▶ [PROBLEM TO WORK ON]: Could you extract every entry below and reproduce it exactly?

Stored dataset items:
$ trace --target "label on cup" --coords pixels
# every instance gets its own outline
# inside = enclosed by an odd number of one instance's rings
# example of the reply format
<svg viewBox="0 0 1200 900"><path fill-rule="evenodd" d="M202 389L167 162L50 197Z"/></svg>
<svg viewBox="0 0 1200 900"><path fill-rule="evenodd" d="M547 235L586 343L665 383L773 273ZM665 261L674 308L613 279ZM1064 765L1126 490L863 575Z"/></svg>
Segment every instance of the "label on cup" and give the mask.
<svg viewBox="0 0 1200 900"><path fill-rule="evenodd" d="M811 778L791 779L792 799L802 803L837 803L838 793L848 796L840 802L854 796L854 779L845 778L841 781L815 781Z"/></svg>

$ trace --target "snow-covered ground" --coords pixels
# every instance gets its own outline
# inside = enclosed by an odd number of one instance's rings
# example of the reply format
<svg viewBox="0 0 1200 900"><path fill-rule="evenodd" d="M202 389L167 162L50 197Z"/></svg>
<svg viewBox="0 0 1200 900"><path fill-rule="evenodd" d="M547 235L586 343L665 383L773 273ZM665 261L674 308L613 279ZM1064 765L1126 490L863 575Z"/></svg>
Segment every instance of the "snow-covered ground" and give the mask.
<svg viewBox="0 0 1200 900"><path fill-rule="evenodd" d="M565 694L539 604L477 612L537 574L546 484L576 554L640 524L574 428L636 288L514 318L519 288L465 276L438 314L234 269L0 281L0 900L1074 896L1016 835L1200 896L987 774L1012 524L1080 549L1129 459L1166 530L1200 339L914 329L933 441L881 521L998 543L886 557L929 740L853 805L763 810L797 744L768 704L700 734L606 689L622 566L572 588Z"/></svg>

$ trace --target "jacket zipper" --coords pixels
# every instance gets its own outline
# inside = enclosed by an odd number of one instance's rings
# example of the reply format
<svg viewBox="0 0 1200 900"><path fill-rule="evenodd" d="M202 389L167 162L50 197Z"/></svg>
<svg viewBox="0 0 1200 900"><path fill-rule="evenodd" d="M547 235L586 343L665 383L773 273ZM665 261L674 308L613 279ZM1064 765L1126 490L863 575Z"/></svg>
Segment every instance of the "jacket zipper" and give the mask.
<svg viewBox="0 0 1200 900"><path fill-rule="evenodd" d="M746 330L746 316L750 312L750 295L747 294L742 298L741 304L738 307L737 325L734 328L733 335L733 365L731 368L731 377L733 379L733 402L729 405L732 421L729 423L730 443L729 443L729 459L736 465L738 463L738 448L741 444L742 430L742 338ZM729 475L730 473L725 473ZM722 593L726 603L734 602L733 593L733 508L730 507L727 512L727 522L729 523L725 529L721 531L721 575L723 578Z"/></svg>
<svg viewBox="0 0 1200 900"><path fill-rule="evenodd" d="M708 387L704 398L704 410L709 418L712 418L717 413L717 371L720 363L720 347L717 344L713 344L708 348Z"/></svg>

▶ [ANSWER TO THIS TASK]:
$ trace --target "label on cup" --coords pixels
# every instance gets its own outline
# inside = enclosed by an odd number of one instance's rings
# example of the reply format
<svg viewBox="0 0 1200 900"><path fill-rule="evenodd" d="M202 389L167 162L50 197Z"/></svg>
<svg viewBox="0 0 1200 900"><path fill-rule="evenodd" d="M547 235L586 343L665 383L773 273ZM665 261L674 308L613 279ZM1064 765L1126 490L863 575Z"/></svg>
Segment every instance of the "label on cup" and give the mask.
<svg viewBox="0 0 1200 900"><path fill-rule="evenodd" d="M811 778L791 779L792 799L802 803L837 803L838 793L848 796L840 802L854 796L854 779L845 778L841 781L815 781Z"/></svg>

$ trace --target "snow-covered ground" --coords pixels
# every instance gets its own outline
# inside = enclosed by an odd number of one instance's rings
# example of the reply format
<svg viewBox="0 0 1200 900"><path fill-rule="evenodd" d="M202 389L167 162L50 197Z"/></svg>
<svg viewBox="0 0 1200 900"><path fill-rule="evenodd" d="M547 235L586 343L665 383L773 273ZM665 261L674 308L613 279ZM1064 765L1126 490L863 575Z"/></svg>
Segment every instance of the "snow-covered ground" and give the mask.
<svg viewBox="0 0 1200 900"><path fill-rule="evenodd" d="M565 694L539 604L477 612L537 574L546 484L576 554L640 524L574 428L636 288L514 318L519 288L465 276L438 314L234 269L0 281L0 900L1074 896L1016 835L1200 896L987 774L1012 524L1080 549L1129 459L1166 530L1200 339L914 329L933 441L881 521L998 543L886 557L929 740L853 805L763 810L797 744L768 704L700 734L606 689L622 566L572 588Z"/></svg>

$ trace --target "jacket zipper" --coords pixels
# every instance gets its own outline
# inside = enclosed by an odd number of one instance's rings
# example of the reply format
<svg viewBox="0 0 1200 900"><path fill-rule="evenodd" d="M202 389L167 162L50 197Z"/></svg>
<svg viewBox="0 0 1200 900"><path fill-rule="evenodd" d="M547 235L586 343L665 383L773 273ZM665 261L674 308L613 279ZM1064 765L1126 490L863 575Z"/></svg>
Segment every instance of the "jacket zipper" and give the mask.
<svg viewBox="0 0 1200 900"><path fill-rule="evenodd" d="M746 330L746 316L750 312L750 295L747 294L742 298L741 304L738 307L737 325L734 328L733 335L733 365L731 368L731 377L733 379L733 402L729 405L732 421L729 423L730 443L729 443L729 459L736 465L738 463L738 448L741 444L742 430L742 338ZM729 475L730 473L725 473ZM722 593L726 603L734 602L733 593L733 508L730 507L727 512L727 522L729 523L725 529L721 531L721 575L723 578Z"/></svg>
<svg viewBox="0 0 1200 900"><path fill-rule="evenodd" d="M708 387L704 398L704 410L709 418L712 418L717 413L717 371L720 363L720 347L717 344L713 344L708 348Z"/></svg>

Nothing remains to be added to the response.